(TEKS KUTIPAN):
▼▼▼
DARI Palapeh Taragak 80an Sampai Pusgawa Kampus UBH

oleh: Yendri Rusli, SPd
PERJALANAN ke Kota Padang sungguh suatu yang menyenangkan. Karena acara yang akan diikuti adalah Mukernas III Alumni Universitas Bung Hatta (UBH) dan acara Palapeh Taragak angkatan 80an. Yang membuat semua itu menyenangkan karena “basobok” dengan senior-senior yang tentu lebih senior dariku.
Sebagai alumni angkatan 94 di UBH walaupun tamatan SMA tahun 93, di SMA 2 Padang, tapi aku kenal semua senior ku, ini dilatar belakangi rumah orang tua yang dekat kampus.
Setibanya, di acara pada tanggal 2/4/2021 di Hotel Pangeran dalam keadaan protokol kesehatan, tentu singgah dulu dirumah orang tua di Ulak Karang, untuk bermaaf dan cipika-cipiki sama mamaku yang sudah uzur berumur 79 tahun.
▲▲▲
(ENTRI YANG DIEKSTRAK):
▼▼▼
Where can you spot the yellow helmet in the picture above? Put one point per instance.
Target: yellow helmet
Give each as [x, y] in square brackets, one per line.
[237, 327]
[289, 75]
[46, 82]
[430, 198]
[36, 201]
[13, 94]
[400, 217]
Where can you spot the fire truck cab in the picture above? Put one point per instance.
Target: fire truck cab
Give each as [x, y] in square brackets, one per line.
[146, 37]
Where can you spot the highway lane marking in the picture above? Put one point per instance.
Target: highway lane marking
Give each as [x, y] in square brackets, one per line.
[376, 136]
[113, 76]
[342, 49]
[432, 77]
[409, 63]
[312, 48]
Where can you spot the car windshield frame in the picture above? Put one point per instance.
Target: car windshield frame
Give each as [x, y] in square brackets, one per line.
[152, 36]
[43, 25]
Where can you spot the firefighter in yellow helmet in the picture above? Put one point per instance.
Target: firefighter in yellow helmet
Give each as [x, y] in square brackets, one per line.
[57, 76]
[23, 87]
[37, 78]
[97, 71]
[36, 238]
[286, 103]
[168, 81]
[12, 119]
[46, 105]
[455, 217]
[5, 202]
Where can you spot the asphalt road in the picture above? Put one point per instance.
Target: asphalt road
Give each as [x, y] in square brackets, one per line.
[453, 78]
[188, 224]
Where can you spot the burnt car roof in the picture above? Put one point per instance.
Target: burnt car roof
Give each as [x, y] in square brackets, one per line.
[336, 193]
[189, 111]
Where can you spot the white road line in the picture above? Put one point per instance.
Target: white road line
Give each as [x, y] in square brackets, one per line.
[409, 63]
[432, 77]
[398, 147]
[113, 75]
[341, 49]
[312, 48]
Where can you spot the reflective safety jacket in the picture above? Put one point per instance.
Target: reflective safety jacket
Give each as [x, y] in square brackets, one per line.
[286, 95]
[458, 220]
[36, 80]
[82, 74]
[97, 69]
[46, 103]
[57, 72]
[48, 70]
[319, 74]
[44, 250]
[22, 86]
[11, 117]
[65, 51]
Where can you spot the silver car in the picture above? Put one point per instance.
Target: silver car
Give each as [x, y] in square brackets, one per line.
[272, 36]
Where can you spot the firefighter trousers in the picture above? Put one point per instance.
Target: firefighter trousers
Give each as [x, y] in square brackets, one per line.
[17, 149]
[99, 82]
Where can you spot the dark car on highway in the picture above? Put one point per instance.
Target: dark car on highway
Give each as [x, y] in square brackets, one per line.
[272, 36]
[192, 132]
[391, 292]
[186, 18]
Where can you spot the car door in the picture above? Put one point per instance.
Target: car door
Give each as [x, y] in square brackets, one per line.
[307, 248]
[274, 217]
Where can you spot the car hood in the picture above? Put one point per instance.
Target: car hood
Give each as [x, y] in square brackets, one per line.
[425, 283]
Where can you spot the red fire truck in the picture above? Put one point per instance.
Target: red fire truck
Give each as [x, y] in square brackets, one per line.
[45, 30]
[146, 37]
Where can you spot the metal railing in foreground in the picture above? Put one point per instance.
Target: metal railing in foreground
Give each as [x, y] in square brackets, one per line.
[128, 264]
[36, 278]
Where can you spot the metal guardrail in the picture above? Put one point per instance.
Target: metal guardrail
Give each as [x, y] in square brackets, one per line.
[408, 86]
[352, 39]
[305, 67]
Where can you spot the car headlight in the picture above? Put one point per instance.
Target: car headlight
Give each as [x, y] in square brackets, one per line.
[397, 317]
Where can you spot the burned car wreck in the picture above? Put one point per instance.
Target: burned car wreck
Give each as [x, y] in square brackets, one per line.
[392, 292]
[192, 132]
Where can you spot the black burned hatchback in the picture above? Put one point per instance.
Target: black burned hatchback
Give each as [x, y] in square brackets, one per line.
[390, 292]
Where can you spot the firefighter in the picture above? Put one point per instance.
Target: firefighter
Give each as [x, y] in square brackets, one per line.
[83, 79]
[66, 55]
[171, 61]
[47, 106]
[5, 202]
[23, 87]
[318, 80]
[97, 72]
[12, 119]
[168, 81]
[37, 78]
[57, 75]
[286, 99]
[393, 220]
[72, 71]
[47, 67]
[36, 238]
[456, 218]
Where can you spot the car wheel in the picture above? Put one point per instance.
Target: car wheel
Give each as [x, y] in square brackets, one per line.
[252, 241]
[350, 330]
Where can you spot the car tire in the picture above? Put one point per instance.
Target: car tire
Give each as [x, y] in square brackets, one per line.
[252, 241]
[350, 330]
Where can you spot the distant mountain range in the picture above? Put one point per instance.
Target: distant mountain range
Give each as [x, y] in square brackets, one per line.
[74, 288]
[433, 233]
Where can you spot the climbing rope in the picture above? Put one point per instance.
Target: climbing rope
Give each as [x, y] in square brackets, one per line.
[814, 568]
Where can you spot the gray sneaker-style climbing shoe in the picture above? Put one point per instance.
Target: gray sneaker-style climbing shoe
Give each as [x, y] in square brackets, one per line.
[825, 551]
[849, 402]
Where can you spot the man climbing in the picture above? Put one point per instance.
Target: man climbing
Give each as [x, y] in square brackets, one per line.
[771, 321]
▲▲▲
(PETUNJUK LATIHAN):
1 – Tentukan apakah setiap pernyataan berikut sesuai dengan tulisan tentang perjalanan ke Padang, lalu jawab ya atau tidak disertai kutipan kata-kata penentunya. (a) Penulis tamat SMA pada tahun 1993 di SMA 2 Padang. (b) Acara pada tanggal 2/4/2021 berlangsung di Hotel Pangeran. (c) Ibu penulis berumur 80 tahun.
2 – Menurut tulisan tentang perjalanan ke Padang, di mana letak rumah orang tua penulis?
3 – Teruskan tulisan tentang perjalanan ke Padang mulai dari bagian setelah kalimat terakhirnya.
Daftar ini tidak ada hubungannya dengan tulisan tentang perjalanan ke Padang.

(HASIL BERURUTAN):
1 –
(a) Ya: "walaupun tamatan SMA tahun 93, di SMA 2 Padang".
(b) Ya: "di acara pada tanggal 2/4/2021 di Hotel Pangeran".
(c) Tidak: "mamaku yang sudah uzur berumur 79 tahun".

2 – Di Ulak Karang.

3 –
Lanjut di acara di Hotel Pangeran, tentang Mukernas III Alumni UBH, merupakan acara diadakan sebelum Musyawarah Besar Alumni UBH. Dan tentu pembahasan sampai AD/ART serta norma yang berlaku di Mubes nanti. Acara yang penuh dengan prokes ini yang menarik adalah, pelantikan pengurus yayasan alumni, pelantikan pengurus Koperasi alumni dan pelantikan pengurus pengacara alumni yang langsung dilantik oleh Ketua Umum alumni UBH Ike Agung.

“Alumni sudah punya tanah di jalan Bahari dekat Kampus Ulak Karang. Kita mau membangun gedung alumni tiga tingkat. Dan tentu perlu sokongan dari alumni, baik doa dan semangatnya”, tegas Ike dalam pidatonya.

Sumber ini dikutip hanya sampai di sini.